begin ENTRIES SUPPLIED
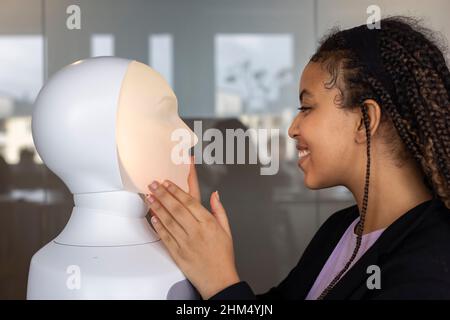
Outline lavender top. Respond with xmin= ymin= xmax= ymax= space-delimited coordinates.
xmin=306 ymin=217 xmax=384 ymax=300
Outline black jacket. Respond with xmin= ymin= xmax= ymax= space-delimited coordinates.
xmin=210 ymin=197 xmax=450 ymax=300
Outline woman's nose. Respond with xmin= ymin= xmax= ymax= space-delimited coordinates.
xmin=288 ymin=117 xmax=298 ymax=139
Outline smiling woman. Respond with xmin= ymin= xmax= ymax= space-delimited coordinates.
xmin=154 ymin=17 xmax=450 ymax=299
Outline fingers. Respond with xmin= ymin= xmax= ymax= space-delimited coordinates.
xmin=150 ymin=181 xmax=195 ymax=228
xmin=209 ymin=191 xmax=231 ymax=237
xmin=164 ymin=180 xmax=211 ymax=221
xmin=188 ymin=156 xmax=201 ymax=201
xmin=150 ymin=216 xmax=180 ymax=253
xmin=148 ymin=195 xmax=187 ymax=245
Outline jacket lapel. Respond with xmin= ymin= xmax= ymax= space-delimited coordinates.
xmin=324 ymin=197 xmax=437 ymax=300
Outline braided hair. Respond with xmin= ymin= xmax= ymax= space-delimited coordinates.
xmin=311 ymin=16 xmax=450 ymax=300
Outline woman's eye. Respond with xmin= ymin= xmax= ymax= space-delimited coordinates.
xmin=298 ymin=106 xmax=311 ymax=112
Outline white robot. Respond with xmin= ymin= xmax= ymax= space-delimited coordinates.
xmin=27 ymin=57 xmax=200 ymax=299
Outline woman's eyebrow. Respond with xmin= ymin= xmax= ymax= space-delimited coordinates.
xmin=299 ymin=89 xmax=313 ymax=102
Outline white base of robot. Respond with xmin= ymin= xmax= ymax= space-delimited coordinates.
xmin=27 ymin=241 xmax=200 ymax=300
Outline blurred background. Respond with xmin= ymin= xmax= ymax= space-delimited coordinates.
xmin=0 ymin=0 xmax=450 ymax=299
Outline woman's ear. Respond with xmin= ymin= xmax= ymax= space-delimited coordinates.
xmin=355 ymin=99 xmax=381 ymax=143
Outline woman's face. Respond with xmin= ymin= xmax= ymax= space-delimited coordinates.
xmin=289 ymin=62 xmax=361 ymax=189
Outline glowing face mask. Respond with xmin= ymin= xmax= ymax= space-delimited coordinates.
xmin=116 ymin=61 xmax=197 ymax=193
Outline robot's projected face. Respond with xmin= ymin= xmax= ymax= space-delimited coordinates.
xmin=116 ymin=61 xmax=197 ymax=193
xmin=32 ymin=57 xmax=197 ymax=194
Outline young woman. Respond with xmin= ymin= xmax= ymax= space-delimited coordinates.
xmin=148 ymin=17 xmax=450 ymax=299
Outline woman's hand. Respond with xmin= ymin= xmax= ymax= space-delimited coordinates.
xmin=148 ymin=162 xmax=240 ymax=300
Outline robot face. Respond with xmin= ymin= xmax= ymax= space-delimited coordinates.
xmin=116 ymin=61 xmax=197 ymax=193
xmin=32 ymin=57 xmax=197 ymax=194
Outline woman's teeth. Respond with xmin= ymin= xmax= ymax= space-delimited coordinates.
xmin=298 ymin=150 xmax=311 ymax=159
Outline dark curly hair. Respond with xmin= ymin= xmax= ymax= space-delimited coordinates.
xmin=311 ymin=16 xmax=450 ymax=299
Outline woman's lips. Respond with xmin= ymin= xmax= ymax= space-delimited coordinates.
xmin=297 ymin=145 xmax=311 ymax=165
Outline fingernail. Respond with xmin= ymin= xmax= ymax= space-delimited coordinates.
xmin=150 ymin=181 xmax=158 ymax=190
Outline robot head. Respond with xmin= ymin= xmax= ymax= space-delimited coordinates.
xmin=32 ymin=57 xmax=198 ymax=193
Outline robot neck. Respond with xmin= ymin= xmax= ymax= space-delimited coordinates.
xmin=54 ymin=191 xmax=159 ymax=247
xmin=73 ymin=191 xmax=148 ymax=218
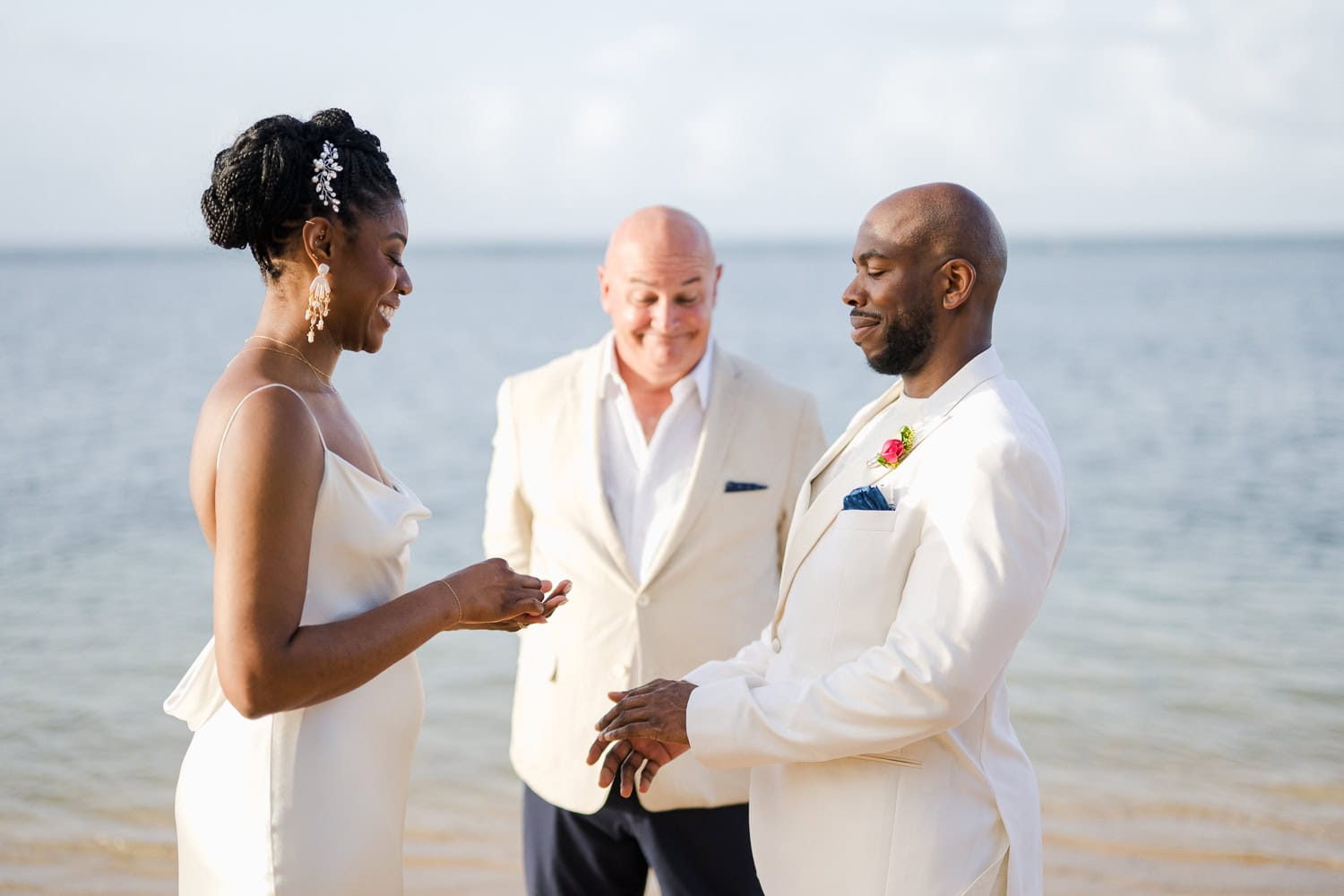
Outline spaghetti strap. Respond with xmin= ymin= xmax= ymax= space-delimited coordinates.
xmin=215 ymin=383 xmax=328 ymax=473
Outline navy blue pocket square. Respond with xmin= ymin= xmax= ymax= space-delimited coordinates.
xmin=841 ymin=485 xmax=897 ymax=511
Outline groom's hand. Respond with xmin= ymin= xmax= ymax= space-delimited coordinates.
xmin=588 ymin=737 xmax=691 ymax=797
xmin=596 ymin=678 xmax=695 ymax=745
xmin=588 ymin=678 xmax=695 ymax=797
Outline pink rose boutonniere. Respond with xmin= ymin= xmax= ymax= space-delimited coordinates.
xmin=868 ymin=426 xmax=916 ymax=470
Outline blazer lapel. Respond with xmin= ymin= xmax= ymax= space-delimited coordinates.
xmin=573 ymin=339 xmax=636 ymax=591
xmin=789 ymin=380 xmax=900 ymax=510
xmin=776 ymin=380 xmax=900 ymax=618
xmin=771 ymin=347 xmax=1004 ymax=629
xmin=644 ymin=345 xmax=742 ymax=587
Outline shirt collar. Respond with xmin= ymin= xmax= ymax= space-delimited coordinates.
xmin=601 ymin=333 xmax=714 ymax=409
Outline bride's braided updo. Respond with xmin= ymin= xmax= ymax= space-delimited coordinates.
xmin=201 ymin=108 xmax=402 ymax=280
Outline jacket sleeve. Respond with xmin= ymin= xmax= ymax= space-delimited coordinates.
xmin=484 ymin=379 xmax=532 ymax=573
xmin=685 ymin=619 xmax=774 ymax=696
xmin=687 ymin=441 xmax=1066 ymax=767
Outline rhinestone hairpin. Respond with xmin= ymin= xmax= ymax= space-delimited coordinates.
xmin=314 ymin=140 xmax=341 ymax=213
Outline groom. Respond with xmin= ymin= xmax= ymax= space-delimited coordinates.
xmin=589 ymin=184 xmax=1067 ymax=896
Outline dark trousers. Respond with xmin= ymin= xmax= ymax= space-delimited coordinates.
xmin=523 ymin=785 xmax=761 ymax=896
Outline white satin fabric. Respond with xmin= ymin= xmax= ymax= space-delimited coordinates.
xmin=164 ymin=385 xmax=429 ymax=896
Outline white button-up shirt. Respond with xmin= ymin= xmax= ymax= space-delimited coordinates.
xmin=601 ymin=334 xmax=714 ymax=584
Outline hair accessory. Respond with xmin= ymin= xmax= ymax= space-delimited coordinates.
xmin=308 ymin=140 xmax=341 ymax=214
xmin=304 ymin=262 xmax=332 ymax=342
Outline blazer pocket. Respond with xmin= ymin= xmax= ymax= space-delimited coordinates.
xmin=835 ymin=511 xmax=897 ymax=532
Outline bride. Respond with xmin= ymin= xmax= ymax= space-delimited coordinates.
xmin=164 ymin=108 xmax=569 ymax=895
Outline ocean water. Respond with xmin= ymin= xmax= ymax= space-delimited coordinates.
xmin=0 ymin=240 xmax=1344 ymax=893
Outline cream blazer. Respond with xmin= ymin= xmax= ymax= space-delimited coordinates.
xmin=688 ymin=348 xmax=1067 ymax=896
xmin=486 ymin=342 xmax=825 ymax=814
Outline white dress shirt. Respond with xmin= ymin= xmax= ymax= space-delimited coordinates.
xmin=601 ymin=334 xmax=714 ymax=583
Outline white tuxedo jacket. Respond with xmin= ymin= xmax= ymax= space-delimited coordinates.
xmin=688 ymin=349 xmax=1067 ymax=896
xmin=486 ymin=342 xmax=825 ymax=813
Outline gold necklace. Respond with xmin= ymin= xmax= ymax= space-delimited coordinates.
xmin=228 ymin=333 xmax=332 ymax=385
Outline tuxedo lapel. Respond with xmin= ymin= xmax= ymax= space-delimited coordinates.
xmin=644 ymin=345 xmax=742 ymax=587
xmin=780 ymin=380 xmax=900 ymax=611
xmin=573 ymin=340 xmax=636 ymax=590
xmin=774 ymin=348 xmax=1004 ymax=627
xmin=789 ymin=380 xmax=900 ymax=510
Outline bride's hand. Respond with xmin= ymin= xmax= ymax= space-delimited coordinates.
xmin=441 ymin=557 xmax=564 ymax=627
xmin=456 ymin=579 xmax=574 ymax=632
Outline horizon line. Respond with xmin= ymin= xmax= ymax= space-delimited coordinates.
xmin=0 ymin=228 xmax=1344 ymax=256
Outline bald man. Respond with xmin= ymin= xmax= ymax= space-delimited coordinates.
xmin=589 ymin=184 xmax=1067 ymax=896
xmin=486 ymin=207 xmax=825 ymax=896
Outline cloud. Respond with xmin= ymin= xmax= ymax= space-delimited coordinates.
xmin=0 ymin=0 xmax=1344 ymax=243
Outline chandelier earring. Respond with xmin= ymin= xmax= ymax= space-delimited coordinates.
xmin=304 ymin=262 xmax=332 ymax=342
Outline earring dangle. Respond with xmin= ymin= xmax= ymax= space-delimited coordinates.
xmin=304 ymin=263 xmax=332 ymax=342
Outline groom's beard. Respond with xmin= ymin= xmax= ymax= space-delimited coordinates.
xmin=868 ymin=306 xmax=935 ymax=376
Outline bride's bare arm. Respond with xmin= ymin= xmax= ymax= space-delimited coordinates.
xmin=214 ymin=390 xmax=550 ymax=718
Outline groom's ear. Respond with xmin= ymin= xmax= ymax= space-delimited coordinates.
xmin=940 ymin=258 xmax=976 ymax=312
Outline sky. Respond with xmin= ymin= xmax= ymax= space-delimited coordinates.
xmin=0 ymin=0 xmax=1344 ymax=247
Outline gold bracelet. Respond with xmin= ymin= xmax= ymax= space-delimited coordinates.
xmin=435 ymin=579 xmax=462 ymax=629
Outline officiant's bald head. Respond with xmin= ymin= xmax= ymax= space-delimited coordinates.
xmin=597 ymin=205 xmax=723 ymax=388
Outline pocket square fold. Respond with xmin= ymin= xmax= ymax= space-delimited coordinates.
xmin=841 ymin=485 xmax=897 ymax=511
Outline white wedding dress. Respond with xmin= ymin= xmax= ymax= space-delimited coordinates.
xmin=164 ymin=384 xmax=429 ymax=896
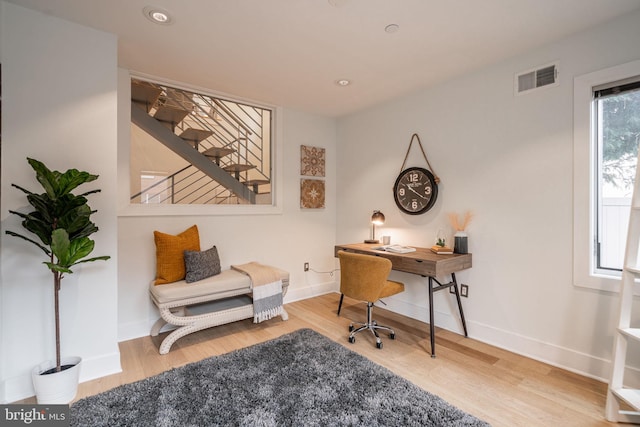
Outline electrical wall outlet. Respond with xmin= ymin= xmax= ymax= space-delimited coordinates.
xmin=460 ymin=285 xmax=469 ymax=298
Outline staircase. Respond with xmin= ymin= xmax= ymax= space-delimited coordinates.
xmin=131 ymin=79 xmax=271 ymax=204
xmin=605 ymin=152 xmax=640 ymax=424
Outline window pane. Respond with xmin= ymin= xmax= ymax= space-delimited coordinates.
xmin=596 ymin=89 xmax=640 ymax=270
xmin=130 ymin=79 xmax=274 ymax=205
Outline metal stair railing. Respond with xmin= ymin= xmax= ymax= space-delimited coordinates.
xmin=131 ymin=79 xmax=272 ymax=203
xmin=131 ymin=165 xmax=240 ymax=204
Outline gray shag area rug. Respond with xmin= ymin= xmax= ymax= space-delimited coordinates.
xmin=71 ymin=329 xmax=488 ymax=427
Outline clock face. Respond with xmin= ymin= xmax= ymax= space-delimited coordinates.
xmin=393 ymin=167 xmax=438 ymax=215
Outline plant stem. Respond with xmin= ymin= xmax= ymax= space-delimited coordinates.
xmin=53 ymin=271 xmax=62 ymax=372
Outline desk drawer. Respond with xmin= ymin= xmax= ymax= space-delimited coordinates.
xmin=393 ymin=257 xmax=436 ymax=276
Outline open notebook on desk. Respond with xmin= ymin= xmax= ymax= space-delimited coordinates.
xmin=372 ymin=245 xmax=416 ymax=254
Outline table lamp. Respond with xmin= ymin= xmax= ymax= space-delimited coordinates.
xmin=364 ymin=211 xmax=384 ymax=243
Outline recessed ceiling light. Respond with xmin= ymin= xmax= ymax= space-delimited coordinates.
xmin=384 ymin=24 xmax=400 ymax=34
xmin=142 ymin=6 xmax=173 ymax=25
xmin=329 ymin=0 xmax=347 ymax=7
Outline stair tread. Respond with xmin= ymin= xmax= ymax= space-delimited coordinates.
xmin=244 ymin=179 xmax=271 ymax=185
xmin=223 ymin=164 xmax=256 ymax=172
xmin=180 ymin=128 xmax=213 ymax=145
xmin=153 ymin=105 xmax=189 ymax=123
xmin=202 ymin=147 xmax=236 ymax=158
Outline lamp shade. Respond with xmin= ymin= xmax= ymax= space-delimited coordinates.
xmin=371 ymin=211 xmax=384 ymax=225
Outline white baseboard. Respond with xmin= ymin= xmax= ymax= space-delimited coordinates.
xmin=118 ymin=281 xmax=338 ymax=342
xmin=284 ymin=281 xmax=338 ymax=304
xmin=382 ymin=298 xmax=640 ymax=388
xmin=0 ymin=352 xmax=122 ymax=404
xmin=118 ymin=316 xmax=153 ymax=342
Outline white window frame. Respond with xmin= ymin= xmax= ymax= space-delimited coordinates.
xmin=118 ymin=70 xmax=284 ymax=217
xmin=573 ymin=61 xmax=640 ymax=292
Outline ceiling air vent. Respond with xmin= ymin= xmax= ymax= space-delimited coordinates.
xmin=515 ymin=64 xmax=558 ymax=95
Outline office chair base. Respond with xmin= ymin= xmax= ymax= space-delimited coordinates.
xmin=349 ymin=303 xmax=396 ymax=348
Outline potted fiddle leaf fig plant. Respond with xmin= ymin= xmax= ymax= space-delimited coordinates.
xmin=6 ymin=158 xmax=110 ymax=403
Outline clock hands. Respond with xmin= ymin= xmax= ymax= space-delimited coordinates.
xmin=407 ymin=186 xmax=427 ymax=200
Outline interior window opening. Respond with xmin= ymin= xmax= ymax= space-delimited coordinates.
xmin=593 ymin=76 xmax=640 ymax=274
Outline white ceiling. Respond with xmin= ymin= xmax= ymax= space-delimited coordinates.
xmin=9 ymin=0 xmax=640 ymax=116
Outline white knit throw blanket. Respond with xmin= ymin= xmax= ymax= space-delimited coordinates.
xmin=231 ymin=262 xmax=283 ymax=323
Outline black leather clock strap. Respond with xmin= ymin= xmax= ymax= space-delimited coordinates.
xmin=400 ymin=133 xmax=440 ymax=184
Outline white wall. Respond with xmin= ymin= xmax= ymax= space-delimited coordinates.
xmin=337 ymin=13 xmax=640 ymax=379
xmin=118 ymin=97 xmax=336 ymax=341
xmin=0 ymin=2 xmax=120 ymax=402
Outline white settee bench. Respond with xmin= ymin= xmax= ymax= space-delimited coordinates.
xmin=149 ymin=267 xmax=289 ymax=354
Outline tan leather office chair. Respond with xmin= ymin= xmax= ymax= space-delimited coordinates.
xmin=338 ymin=251 xmax=404 ymax=348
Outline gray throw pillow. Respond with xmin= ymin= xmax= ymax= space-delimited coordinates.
xmin=184 ymin=246 xmax=221 ymax=283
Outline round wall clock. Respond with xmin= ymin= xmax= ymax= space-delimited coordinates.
xmin=393 ymin=167 xmax=438 ymax=215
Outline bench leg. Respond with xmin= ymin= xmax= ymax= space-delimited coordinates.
xmin=150 ymin=317 xmax=167 ymax=337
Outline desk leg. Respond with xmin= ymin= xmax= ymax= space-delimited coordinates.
xmin=451 ymin=273 xmax=469 ymax=337
xmin=429 ymin=276 xmax=436 ymax=357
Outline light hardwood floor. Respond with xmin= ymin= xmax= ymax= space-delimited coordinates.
xmin=18 ymin=294 xmax=617 ymax=427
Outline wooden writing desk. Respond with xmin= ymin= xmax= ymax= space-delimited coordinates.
xmin=334 ymin=243 xmax=471 ymax=357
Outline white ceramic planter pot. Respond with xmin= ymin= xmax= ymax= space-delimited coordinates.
xmin=31 ymin=357 xmax=82 ymax=404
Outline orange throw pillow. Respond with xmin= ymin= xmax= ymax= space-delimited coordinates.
xmin=153 ymin=225 xmax=200 ymax=285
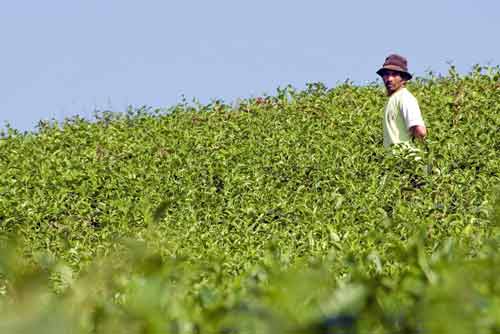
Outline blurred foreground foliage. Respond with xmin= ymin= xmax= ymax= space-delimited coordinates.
xmin=0 ymin=66 xmax=500 ymax=334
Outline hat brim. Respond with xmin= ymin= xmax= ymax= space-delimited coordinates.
xmin=377 ymin=65 xmax=413 ymax=80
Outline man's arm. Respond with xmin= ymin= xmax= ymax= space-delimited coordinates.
xmin=410 ymin=125 xmax=427 ymax=139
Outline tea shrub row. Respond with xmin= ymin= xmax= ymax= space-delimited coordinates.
xmin=0 ymin=66 xmax=500 ymax=333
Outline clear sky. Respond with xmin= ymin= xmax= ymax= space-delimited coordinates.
xmin=0 ymin=0 xmax=500 ymax=130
end ENTRIES SUPPLIED
▶ **REQUIREMENTS**
Print the listing lines again exactly, from the line that contains "Outline ocean water." through the line that contains "xmin=486 ymin=207 xmax=825 ymax=896", and only those lines.

▶ **WRITTEN REPLY**
Outline ocean water. Respond with xmin= ymin= xmax= ymax= space-delimited coordinates.
xmin=0 ymin=240 xmax=1344 ymax=893
Outline cream blazer. Respond with xmin= ymin= xmax= ymax= space-delimited coordinates.
xmin=688 ymin=348 xmax=1067 ymax=896
xmin=486 ymin=342 xmax=825 ymax=814
Outline white dress shirt. Respond with xmin= ymin= xmax= ymax= space-delimited coordinates.
xmin=601 ymin=334 xmax=714 ymax=583
Outline white tuxedo jacket. Respond with xmin= ymin= xmax= ymax= space-delimited coordinates.
xmin=688 ymin=349 xmax=1067 ymax=896
xmin=486 ymin=342 xmax=825 ymax=813
Outline gold necklace. Respond with xmin= ymin= xmax= ymax= space-delimited coordinates.
xmin=228 ymin=333 xmax=332 ymax=385
Outline tuxedo lapel. Respond with xmin= ymin= xmax= ymax= space-delimited coordinates.
xmin=644 ymin=345 xmax=742 ymax=587
xmin=780 ymin=380 xmax=900 ymax=611
xmin=573 ymin=340 xmax=636 ymax=590
xmin=774 ymin=348 xmax=1004 ymax=627
xmin=789 ymin=380 xmax=900 ymax=510
Outline bride's hand. Respond with xmin= ymin= xmax= ymax= space-delimited coordinates.
xmin=441 ymin=557 xmax=564 ymax=627
xmin=456 ymin=579 xmax=574 ymax=632
Outline horizon line. Respond with xmin= ymin= xmax= ymax= space-delimited coordinates.
xmin=0 ymin=228 xmax=1344 ymax=256
Outline bald man. Respond with xmin= ymin= xmax= ymax= space-delimited coordinates.
xmin=589 ymin=184 xmax=1067 ymax=896
xmin=486 ymin=207 xmax=825 ymax=896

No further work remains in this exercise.